REQUIRED TASK 1: Reproduce the entries as a numbered list, omitting blank lines, from the line containing "query | walkway ceiling" up to and including the final line of the entries. Give only those lines, not anything from the forum thread.

PAGE:
-=-=-=-=-

# Briar Rose McGrowlen



## ArchersMom (May 22, 2013)

I'm sorry about Rose's passing. She was only her for a short time but it seems like she had a wonderful life full of love.


----------



## aliceanne (Dec 7, 2017)

Thank you so much.
My husband is a bear of a man, at 6' 4" most other dogs are intimidated by him. He keeps trying to connect with other dogs but most are scared of him. Rose was his first puppy, and golden. He's really struggling.


----------



## swishywagga (Nov 13, 2012)

I'm so very sorry for the loss of Rose.


----------



## nolefan (Nov 6, 2009)

My heart goes out to you. I'm so sorry for your loss. It sounds like Rose knew more love in her short time than many dogs do in a decade. I hope it helps a little to realize she knew how beloved she was.


----------



## LynnC (Nov 14, 2015)

I'm so sorry for your loss  . RIP sweet Rose


----------



## Sweet Girl (Jun 10, 2010)

What a very sad story. I'm so sorry. It sounds like her too-short life was full of love. She was lucky to have you two.


----------



## CAROLINA MOM (May 12, 2009)

I'm very sorry for your loss of your precious Rose. 
She was beautiful, the picture of her with your husband is so special.


----------



## Helo's Mom (Oct 16, 2011)

I'm so sorry for your loss. She was a beautiful girl.


----------



## Brinkleythegolden (Jun 18, 2012)

I'm so sorry for your loss.


----------



## 4goldengirls (Jun 10, 2014)

:crying::crying::crying::crying:So sorry.


----------



## Karen519 (Aug 21, 2006)

*Rose*

I am so very sorry! I love her name. 
I added sweet Rose to the Rainbow Bridge List.
My Smooch and Snobear will watch over her.

http://www.goldenretrieverforum.com...y-list/441177-2017-rainbow-bridge-list-2.html


----------



## hahuston (Jul 5, 2017)

I'm so sorry. She sounds like a wonderful dog, who had special people who cared deeply for her and gave her a loving, happy life. Sweet Rose will live on in your hearts.

Sent from my SAMSUNG-SGH-I337 using Tapatalk


----------



## golfgal (Dec 31, 2013)

I am so sorry. I know how hard it is to lose a young dog. Here's a poem on a frame I just picked up:

Gone Too Soon
Too young when you were taken and now I am forsaken
We did not have the time we could have had
So many more adventures we should have had
So much we would have done and seen
But we cannot change what's already been
So even though we are now apart
Your memory will live in my heart
- Lizbeth Plant


----------

-=-=-=-=-

MATERIAL SHOWN:
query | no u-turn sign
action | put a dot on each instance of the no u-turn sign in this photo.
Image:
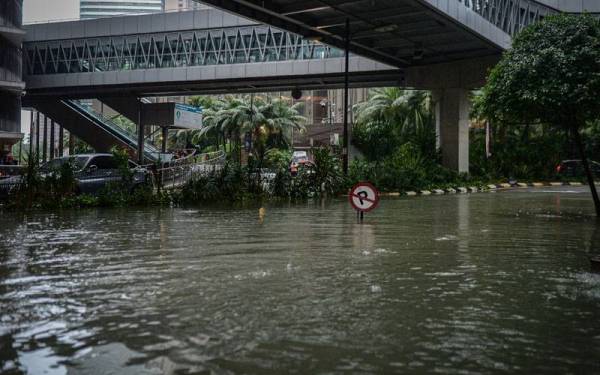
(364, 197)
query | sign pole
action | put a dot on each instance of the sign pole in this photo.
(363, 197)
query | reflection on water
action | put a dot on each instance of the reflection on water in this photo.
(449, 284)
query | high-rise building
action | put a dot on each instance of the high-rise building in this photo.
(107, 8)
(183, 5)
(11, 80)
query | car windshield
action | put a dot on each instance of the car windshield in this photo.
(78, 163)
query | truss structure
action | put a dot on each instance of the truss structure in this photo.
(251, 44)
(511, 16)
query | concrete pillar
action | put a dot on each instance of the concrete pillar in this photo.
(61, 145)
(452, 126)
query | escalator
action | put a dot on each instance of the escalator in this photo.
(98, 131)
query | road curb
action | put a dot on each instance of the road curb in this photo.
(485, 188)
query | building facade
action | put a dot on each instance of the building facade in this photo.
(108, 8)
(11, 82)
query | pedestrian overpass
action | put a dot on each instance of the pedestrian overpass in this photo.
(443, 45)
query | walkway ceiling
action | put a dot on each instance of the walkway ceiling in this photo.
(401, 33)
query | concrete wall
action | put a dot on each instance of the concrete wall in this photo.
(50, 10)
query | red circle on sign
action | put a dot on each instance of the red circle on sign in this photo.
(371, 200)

-=-=-=-=-

REQUIRED TASK 2: In the Briar Rose McGrowlen thread, to which list does Karen519 say Rose was added?

EXERCISE RESULT 1:
1. query | walkway ceiling
2. action | put a dot on each instance of the walkway ceiling in this photo.
3. (401, 33)
4. query | concrete wall
5. action | put a dot on each instance of the concrete wall in this photo.
6. (50, 10)
7. query | red circle on sign
8. action | put a dot on each instance of the red circle on sign in this photo.
9. (371, 200)

EXERCISE RESULT 2: The Rainbow Bridge List.